(Beginning of TEXT FOR ANALYSIS)
Signs set around the park listed the water as 9 feet high, and a small asphalt damn had been overrun with about 2 feet of that water. I walked unevenly along this underwater sidewalk at first, but after several visits, I knew where to place my feet with a smooth, well-timed stride.
The Red Love house where I was staying had an impressive collection of magnetic words. I tried to make a poem without messing up any pre-existing lines:
Ask calm fire why
almost amuse nature but
bring that wish past names
I'm not sure what the means, but that's how I feel when I think of getting over my fears. I know that I want to face them, but other than a vague sense of possible happiness, I'm not sure what comes afterward. I've considered making a list, but so far I've just been doing what feels natural.
Some of the best friends are the ones who help you find that natural path. Four years ago, I told a friend who I hope to see in Boston that I really wanted to run but was scared that my knee would pop out of place. She simply said that I couldn't be afraid of that. My friend that I was staying with in Richmond, who looks like a druid and is also a poet, told me about his past fear of running hills. He soon realized that the best way to get past that was to run down the hill as fast as possible. He became the fastest downhill runner on his cross country team. I remembered that my knee had crumpled to the side while taking my hill very slowly.
I tried to combine these pieces of information on the day that I placed my magnetic poem, but all I could feel was this joyful rage. I went to Bell Isle and ran instead of jogged. I threw myself down hills and tried to stick behind an aggressive biker as he burrowed through people walking the hanging bridge. I ran and ran and stopped when I came to the underwater sidewalk on the other side of the island. I walked to the rock beach, sat by myself, and let my feet trail in the water, remembering this recurring dream I have of my feet floating, hovering over the asphalt. I wanted to do something, I needed a challenge. I looked across the rapids and thought about fighting the current and crossing before realizing that'd be a pretty dumb way to die. I did realize that I wanted to cross that river in some way though.
(End of TEXT FOR ANALYSIS)
### TO DO
Copy the passage about running from the words "I tried to combine" through the words "some way though.", renaming "rock beach" as "stone beach".
(Beginning of PROVIDED DATA)
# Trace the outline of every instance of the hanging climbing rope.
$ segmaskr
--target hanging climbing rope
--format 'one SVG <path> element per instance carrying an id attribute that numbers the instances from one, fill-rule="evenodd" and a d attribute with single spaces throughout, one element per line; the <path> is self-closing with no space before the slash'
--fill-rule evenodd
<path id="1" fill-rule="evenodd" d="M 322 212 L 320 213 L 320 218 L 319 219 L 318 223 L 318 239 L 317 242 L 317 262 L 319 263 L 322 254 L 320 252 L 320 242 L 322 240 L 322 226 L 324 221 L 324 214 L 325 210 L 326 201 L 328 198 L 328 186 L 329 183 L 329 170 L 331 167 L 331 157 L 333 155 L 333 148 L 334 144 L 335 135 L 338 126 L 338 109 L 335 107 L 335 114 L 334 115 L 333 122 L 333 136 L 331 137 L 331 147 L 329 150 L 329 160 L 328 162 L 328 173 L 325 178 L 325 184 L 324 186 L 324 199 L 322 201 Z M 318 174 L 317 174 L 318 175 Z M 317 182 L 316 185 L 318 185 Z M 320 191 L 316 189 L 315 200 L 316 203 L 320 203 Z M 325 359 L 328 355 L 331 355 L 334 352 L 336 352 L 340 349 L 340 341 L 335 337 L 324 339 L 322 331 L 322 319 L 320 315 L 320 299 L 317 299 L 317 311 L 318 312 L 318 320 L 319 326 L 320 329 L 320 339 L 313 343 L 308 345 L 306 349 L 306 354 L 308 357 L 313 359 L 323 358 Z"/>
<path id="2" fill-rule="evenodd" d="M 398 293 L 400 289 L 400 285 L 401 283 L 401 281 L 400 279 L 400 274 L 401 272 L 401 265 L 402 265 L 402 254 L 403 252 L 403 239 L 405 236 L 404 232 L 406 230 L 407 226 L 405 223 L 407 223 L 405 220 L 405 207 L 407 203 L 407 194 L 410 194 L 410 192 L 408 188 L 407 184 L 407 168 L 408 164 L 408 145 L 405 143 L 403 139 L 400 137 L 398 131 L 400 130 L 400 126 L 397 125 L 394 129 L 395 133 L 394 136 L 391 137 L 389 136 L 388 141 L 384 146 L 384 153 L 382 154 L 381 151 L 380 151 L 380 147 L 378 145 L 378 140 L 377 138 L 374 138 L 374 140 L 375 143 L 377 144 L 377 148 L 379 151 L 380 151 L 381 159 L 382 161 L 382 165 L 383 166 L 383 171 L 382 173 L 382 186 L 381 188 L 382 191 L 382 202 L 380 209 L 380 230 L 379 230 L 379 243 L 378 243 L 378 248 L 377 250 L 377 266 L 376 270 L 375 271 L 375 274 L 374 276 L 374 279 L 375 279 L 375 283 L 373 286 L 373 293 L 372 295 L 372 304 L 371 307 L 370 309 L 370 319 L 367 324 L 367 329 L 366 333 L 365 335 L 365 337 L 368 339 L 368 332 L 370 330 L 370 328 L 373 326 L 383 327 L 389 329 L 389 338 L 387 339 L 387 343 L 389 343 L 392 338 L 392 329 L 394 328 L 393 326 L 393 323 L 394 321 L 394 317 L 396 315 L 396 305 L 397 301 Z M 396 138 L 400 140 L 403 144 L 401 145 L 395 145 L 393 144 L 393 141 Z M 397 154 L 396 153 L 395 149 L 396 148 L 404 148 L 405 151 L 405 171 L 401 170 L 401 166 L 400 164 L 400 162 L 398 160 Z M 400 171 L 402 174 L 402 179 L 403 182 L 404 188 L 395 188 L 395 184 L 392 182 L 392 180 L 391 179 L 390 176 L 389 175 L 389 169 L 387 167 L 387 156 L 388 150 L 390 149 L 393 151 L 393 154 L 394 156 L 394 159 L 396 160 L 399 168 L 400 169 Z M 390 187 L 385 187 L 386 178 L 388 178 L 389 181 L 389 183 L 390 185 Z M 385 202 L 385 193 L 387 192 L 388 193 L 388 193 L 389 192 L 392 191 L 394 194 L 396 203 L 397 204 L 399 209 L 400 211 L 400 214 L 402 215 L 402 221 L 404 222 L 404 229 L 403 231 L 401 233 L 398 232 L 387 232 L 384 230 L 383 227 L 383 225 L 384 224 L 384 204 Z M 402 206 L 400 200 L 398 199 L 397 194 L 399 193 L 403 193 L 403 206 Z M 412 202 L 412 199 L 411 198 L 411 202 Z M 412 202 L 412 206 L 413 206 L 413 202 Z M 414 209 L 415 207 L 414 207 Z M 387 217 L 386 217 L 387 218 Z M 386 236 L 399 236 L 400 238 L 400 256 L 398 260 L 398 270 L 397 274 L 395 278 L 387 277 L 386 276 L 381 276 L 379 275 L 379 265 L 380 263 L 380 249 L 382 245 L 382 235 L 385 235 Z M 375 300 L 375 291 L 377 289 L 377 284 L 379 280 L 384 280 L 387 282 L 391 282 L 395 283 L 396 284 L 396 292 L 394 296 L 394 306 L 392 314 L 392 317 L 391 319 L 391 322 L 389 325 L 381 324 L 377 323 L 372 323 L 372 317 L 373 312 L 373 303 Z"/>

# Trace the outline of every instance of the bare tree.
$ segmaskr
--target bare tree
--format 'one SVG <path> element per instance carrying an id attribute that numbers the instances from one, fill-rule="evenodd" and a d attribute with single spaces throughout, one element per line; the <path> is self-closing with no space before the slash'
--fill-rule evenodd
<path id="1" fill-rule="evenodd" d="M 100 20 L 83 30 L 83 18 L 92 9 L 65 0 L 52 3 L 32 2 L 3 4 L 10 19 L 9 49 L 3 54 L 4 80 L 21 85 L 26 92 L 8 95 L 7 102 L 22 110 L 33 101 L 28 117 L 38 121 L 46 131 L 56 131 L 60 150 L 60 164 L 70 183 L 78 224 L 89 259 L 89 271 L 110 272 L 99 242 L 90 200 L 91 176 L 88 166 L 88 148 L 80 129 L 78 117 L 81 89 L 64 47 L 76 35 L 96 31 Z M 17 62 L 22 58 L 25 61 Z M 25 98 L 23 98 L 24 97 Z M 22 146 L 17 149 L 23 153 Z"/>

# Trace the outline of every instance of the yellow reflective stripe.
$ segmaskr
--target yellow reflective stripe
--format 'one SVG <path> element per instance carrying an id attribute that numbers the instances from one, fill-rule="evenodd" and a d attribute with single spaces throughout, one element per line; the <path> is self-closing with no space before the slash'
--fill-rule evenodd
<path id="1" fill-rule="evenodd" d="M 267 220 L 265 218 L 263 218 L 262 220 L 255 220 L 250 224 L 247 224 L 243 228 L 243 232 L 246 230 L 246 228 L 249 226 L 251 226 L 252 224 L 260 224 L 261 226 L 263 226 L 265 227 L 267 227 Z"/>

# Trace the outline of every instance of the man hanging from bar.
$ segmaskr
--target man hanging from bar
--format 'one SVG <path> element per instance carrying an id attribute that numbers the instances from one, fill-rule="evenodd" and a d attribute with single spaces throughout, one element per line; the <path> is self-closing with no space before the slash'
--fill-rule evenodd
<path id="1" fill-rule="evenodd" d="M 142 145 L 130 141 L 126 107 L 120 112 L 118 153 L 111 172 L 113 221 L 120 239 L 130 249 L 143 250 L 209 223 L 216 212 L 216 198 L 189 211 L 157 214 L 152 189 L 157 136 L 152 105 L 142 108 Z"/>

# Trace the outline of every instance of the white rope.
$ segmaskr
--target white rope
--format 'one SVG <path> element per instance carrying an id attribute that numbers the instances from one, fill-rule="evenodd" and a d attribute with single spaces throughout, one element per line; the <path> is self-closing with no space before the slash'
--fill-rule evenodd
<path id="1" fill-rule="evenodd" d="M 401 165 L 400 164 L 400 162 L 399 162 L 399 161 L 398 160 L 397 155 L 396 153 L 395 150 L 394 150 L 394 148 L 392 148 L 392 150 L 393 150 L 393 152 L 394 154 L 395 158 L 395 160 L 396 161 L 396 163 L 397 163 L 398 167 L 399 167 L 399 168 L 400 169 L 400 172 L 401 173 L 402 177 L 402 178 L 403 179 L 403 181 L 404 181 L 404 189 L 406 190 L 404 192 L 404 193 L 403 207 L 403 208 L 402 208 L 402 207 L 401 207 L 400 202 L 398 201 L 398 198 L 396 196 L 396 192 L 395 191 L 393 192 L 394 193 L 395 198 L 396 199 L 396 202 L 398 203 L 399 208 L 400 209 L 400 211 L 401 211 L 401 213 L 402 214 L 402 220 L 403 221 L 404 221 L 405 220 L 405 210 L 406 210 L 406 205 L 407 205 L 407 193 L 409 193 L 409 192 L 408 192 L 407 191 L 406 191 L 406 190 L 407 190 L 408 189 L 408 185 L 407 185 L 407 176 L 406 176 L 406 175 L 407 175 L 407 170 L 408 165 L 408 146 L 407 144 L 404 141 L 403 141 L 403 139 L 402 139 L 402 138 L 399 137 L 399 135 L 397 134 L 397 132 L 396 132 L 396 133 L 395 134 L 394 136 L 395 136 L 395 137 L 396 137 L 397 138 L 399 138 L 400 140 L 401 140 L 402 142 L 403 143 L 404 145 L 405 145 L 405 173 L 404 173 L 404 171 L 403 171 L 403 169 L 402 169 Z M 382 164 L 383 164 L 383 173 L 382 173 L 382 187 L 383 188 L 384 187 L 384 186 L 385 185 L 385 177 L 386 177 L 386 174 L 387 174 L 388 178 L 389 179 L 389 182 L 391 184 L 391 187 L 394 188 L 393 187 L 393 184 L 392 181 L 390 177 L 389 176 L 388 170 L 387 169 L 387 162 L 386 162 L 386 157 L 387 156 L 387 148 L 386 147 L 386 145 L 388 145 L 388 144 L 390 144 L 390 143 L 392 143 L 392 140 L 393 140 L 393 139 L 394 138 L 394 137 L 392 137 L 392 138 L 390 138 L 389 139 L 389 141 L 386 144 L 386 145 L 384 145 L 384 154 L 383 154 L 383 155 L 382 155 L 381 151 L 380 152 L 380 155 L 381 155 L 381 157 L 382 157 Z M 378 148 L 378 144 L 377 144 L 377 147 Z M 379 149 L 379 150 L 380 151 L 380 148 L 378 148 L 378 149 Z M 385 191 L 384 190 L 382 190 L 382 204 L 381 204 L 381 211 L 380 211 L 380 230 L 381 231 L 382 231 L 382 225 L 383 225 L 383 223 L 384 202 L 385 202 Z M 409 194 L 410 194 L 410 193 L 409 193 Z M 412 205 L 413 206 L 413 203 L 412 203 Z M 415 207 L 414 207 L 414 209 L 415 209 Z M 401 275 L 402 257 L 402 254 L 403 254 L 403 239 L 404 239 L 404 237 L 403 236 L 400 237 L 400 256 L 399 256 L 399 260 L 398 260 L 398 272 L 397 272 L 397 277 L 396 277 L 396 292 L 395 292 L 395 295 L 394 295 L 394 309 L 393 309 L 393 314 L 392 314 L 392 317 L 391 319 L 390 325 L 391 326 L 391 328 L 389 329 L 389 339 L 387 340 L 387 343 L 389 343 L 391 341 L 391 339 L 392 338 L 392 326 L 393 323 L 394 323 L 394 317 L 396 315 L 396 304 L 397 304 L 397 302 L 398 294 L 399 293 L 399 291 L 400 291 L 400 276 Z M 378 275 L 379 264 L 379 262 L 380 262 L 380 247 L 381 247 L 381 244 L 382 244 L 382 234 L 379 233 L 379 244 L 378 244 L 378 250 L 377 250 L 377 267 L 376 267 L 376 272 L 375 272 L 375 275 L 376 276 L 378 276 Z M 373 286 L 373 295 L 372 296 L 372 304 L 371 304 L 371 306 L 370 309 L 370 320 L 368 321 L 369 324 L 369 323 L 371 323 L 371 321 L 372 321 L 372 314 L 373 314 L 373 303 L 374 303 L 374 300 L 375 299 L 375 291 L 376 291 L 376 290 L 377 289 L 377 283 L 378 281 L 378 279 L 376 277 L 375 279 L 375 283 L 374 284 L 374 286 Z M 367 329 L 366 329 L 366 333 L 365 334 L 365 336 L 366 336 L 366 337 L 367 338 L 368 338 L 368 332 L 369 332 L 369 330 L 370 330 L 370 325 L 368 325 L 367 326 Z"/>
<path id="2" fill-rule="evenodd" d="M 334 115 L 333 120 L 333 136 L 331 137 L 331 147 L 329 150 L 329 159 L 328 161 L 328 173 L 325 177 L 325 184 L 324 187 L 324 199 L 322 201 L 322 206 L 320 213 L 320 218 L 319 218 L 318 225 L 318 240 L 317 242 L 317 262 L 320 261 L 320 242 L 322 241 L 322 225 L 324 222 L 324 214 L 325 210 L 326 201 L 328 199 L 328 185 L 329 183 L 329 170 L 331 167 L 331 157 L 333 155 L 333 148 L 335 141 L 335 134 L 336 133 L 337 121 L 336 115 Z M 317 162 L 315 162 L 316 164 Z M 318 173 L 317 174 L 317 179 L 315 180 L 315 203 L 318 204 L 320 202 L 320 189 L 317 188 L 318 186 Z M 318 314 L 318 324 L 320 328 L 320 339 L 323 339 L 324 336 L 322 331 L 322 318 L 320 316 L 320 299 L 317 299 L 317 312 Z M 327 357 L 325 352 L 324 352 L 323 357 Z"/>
(End of PROVIDED DATA)
### ANSWER TO THE PROBLEM
I tried to combine these pieces of information on the day that I placed my magnetic poem, but all I could feel was this joyful rage. I went to Bell Isle and ran instead of jogged. I threw myself down hills and tried to stick behind an aggressive biker as he burrowed through people walking the hanging bridge. I ran and ran and stopped when I came to the underwater sidewalk on the other side of the island. I walked to the stone beach, sat by myself, and let my feet trail in the water, remembering this recurring dream I have of my feet floating, hovering over the asphalt. I wanted to do something, I needed a challenge. I looked across the rapids and thought about fighting the current and crossing before realizing that'd be a pretty dumb way to die. I did realize that I wanted to cross that river in some way though.